▶ **Do this**
Reproduce each line of the data below without any changes.

▶ **Items listed in a dataset**
^^^^^^^^

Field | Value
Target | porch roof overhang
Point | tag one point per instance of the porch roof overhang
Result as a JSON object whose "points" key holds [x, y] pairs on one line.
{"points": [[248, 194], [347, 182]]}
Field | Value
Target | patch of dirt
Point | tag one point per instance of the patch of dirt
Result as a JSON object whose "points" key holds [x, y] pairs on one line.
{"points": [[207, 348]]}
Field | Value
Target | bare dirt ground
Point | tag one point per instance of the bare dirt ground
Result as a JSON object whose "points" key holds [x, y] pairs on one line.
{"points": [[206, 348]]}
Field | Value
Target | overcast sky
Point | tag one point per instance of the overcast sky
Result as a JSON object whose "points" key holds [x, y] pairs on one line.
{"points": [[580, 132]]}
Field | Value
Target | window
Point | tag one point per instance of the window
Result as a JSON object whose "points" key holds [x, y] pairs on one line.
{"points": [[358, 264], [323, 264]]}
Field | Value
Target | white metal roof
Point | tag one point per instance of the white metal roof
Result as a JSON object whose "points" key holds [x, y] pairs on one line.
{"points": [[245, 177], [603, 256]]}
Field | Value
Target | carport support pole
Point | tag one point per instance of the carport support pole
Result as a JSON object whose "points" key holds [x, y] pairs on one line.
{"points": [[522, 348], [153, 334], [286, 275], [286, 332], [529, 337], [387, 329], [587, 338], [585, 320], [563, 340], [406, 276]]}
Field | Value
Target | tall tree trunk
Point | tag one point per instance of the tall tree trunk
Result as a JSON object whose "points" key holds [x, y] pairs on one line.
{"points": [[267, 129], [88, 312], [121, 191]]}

^^^^^^^^

▶ **Solution for this task**
Field | Value
Target | porch roof overhang
Point | tag one point per instance of the porch roof overhang
Result as a JSON object whose "points" key holds [x, y] pairs on one line.
{"points": [[248, 194], [347, 182]]}
Field | Value
Target | patch of dirt
Point | tag one point per instance of the patch of dirt
Result as a JSON object whose "points" key holds [x, y] pairs on one line.
{"points": [[207, 348]]}
Field | Value
Target | bare dirt ground
Point | tag one point per instance of the bare dirt ground
Result as a JSON object whose "points" key holds [x, y] pairs on one line.
{"points": [[206, 348]]}
Field | Value
Target | overcast sky
Point | tag one point per instance of the overcast sky
Result as a JSON object whose "points" key holds [x, y] pairs on one line.
{"points": [[580, 132]]}
Field | Value
Target | window
Point | tag one point per instance of the window
Result as a JSON object whose "points" key holds [x, y] pairs on one line.
{"points": [[358, 264], [323, 264]]}
Field | Value
Target | white metal roof
Point | tag one point per instance of the white metal roof
Result as a JSON object whose "points" key holds [x, y] pairs on one line.
{"points": [[245, 177], [603, 256]]}
Field | Value
Target | carport support pole
Point | tag one point per instance of the carport support pole
Result as a JSON object whose "points" key holds [x, y] pairs on one line.
{"points": [[522, 348], [153, 334], [286, 275], [286, 332], [529, 337], [387, 329], [587, 338], [585, 320], [563, 340], [406, 276]]}
Field | Value
Target | tall tree trunk
Point | tag one point per instance of the tall tree trunk
Result as a JSON object whose "points" key holds [x, y] pairs on one line.
{"points": [[267, 129], [88, 312], [121, 191]]}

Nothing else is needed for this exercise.